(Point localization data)

━━━━━━━━━━━━━━━━━━━━━━━━━━━━━━

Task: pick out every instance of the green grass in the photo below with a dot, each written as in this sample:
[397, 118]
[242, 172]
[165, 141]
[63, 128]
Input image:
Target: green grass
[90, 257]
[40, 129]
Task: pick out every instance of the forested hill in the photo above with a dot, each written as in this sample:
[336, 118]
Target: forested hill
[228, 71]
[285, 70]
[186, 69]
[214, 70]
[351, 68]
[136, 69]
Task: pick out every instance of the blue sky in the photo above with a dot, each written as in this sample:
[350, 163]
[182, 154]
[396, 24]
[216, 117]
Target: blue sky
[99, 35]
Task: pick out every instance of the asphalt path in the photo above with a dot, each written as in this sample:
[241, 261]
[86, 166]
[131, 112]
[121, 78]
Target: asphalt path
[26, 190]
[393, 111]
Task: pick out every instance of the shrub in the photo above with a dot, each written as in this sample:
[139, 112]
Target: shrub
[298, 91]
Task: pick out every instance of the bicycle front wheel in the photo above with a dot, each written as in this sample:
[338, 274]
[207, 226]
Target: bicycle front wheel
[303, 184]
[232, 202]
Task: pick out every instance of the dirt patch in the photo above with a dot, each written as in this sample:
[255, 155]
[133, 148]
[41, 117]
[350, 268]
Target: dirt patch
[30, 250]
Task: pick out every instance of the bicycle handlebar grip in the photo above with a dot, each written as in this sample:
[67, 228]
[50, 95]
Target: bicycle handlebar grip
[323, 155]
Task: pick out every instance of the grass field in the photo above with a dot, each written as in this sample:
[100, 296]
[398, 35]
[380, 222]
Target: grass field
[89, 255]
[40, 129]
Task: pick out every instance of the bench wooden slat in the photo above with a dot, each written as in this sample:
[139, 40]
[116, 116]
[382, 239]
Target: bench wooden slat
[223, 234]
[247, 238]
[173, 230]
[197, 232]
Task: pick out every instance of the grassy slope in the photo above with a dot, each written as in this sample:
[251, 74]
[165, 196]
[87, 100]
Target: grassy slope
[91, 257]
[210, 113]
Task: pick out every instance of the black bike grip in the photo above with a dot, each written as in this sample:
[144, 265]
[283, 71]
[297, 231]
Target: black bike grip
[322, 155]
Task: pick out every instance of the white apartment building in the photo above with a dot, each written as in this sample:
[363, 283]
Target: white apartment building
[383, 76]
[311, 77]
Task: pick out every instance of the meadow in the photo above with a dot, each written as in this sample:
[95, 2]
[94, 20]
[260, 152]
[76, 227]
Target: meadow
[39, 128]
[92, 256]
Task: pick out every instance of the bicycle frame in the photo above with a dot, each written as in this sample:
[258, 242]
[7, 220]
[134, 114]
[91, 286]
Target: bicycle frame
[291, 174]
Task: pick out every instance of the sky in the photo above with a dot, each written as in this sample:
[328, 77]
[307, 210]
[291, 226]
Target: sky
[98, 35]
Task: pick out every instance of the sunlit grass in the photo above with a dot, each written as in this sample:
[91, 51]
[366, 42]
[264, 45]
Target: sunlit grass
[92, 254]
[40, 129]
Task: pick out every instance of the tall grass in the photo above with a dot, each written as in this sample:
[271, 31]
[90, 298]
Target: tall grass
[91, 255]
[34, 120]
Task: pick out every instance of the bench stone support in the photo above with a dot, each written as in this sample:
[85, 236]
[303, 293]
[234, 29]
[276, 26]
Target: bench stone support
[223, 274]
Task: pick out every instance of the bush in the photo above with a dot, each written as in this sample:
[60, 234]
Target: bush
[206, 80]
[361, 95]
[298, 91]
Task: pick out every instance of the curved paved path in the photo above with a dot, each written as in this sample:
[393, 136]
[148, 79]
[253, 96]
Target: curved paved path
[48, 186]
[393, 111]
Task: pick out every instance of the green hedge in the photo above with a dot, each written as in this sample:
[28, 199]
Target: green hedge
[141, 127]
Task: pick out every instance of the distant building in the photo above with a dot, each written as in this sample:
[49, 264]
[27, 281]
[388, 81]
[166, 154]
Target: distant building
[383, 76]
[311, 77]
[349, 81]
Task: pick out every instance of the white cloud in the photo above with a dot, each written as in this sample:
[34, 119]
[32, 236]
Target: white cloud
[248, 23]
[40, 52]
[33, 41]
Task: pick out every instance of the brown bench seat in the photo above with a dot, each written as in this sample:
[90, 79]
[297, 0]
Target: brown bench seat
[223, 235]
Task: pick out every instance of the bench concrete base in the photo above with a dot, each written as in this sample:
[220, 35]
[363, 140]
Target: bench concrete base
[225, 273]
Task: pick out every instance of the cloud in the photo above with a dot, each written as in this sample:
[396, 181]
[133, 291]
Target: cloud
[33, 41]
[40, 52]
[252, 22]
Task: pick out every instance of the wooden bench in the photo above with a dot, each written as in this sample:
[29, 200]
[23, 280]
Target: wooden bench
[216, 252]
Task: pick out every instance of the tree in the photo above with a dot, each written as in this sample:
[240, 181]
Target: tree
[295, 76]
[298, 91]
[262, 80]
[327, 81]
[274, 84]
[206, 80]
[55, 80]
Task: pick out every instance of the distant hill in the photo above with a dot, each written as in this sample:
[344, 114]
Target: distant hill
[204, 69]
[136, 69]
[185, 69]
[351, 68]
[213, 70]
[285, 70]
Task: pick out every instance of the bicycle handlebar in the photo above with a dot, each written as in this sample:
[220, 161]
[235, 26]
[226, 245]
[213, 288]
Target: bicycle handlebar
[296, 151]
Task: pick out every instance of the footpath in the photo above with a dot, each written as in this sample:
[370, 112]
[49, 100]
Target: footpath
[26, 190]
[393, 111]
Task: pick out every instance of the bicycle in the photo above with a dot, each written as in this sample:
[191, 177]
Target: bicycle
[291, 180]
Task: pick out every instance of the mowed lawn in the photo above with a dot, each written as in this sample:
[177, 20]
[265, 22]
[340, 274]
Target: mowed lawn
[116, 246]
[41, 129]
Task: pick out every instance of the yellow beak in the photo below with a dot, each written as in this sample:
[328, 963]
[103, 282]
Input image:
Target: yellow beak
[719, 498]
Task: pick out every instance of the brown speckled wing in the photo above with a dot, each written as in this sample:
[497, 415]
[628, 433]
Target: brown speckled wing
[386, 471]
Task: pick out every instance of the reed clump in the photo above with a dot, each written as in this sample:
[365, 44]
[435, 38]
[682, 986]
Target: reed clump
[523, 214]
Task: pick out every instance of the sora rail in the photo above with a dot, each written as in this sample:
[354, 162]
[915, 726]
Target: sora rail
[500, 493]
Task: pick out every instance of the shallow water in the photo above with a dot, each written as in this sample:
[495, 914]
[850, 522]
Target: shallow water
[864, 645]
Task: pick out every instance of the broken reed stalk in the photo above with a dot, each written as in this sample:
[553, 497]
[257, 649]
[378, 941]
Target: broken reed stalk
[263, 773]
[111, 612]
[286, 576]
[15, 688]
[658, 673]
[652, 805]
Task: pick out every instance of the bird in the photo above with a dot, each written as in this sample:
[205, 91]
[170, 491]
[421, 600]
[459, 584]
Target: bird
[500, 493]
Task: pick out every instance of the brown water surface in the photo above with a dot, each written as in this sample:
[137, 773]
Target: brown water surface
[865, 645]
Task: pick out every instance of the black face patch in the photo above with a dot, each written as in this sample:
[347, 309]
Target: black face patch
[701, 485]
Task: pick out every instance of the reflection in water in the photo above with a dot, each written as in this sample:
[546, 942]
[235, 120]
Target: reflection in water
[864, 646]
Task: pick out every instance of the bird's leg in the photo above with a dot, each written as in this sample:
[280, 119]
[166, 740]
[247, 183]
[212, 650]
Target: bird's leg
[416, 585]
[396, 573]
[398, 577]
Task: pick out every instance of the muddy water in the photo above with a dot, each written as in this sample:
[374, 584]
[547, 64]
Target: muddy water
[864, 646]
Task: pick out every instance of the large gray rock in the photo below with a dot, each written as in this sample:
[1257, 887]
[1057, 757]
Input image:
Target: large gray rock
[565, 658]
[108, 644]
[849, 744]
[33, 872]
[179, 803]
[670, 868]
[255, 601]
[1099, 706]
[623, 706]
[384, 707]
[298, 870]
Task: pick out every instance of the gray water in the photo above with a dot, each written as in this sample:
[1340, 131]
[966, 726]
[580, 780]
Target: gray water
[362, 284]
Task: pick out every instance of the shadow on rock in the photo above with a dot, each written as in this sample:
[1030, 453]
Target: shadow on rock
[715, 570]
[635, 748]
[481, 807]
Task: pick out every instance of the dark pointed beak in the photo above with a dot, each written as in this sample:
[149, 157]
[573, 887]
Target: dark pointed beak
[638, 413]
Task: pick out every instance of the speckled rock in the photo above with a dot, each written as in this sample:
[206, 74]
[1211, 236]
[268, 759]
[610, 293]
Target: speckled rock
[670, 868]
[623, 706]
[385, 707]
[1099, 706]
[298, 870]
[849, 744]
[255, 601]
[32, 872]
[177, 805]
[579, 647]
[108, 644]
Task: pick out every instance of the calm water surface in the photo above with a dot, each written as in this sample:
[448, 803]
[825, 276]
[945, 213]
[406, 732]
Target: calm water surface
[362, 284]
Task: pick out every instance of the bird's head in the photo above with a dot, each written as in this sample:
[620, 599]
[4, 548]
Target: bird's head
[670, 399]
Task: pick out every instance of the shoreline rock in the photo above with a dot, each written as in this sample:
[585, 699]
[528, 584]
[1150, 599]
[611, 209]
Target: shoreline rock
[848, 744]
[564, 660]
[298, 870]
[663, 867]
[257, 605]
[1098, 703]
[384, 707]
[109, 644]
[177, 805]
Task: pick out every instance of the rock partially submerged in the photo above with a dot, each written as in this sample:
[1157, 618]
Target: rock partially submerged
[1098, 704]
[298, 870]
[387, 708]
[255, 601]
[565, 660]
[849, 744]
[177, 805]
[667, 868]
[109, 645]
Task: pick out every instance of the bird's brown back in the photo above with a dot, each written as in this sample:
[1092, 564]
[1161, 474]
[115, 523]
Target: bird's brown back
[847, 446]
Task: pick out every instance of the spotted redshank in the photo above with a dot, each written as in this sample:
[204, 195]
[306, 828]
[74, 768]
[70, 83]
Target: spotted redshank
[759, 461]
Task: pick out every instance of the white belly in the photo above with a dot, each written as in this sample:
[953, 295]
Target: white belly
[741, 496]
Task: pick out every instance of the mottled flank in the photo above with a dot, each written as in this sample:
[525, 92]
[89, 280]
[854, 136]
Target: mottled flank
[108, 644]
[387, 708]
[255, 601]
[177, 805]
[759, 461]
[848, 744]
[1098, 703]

━━━━━━━━━━━━━━━━━━━━━━━━━━━━━━

--- Your goal ---
The answer must be a single number: how many lines in the data contain the string "below"?

--- Solution for this task ---
3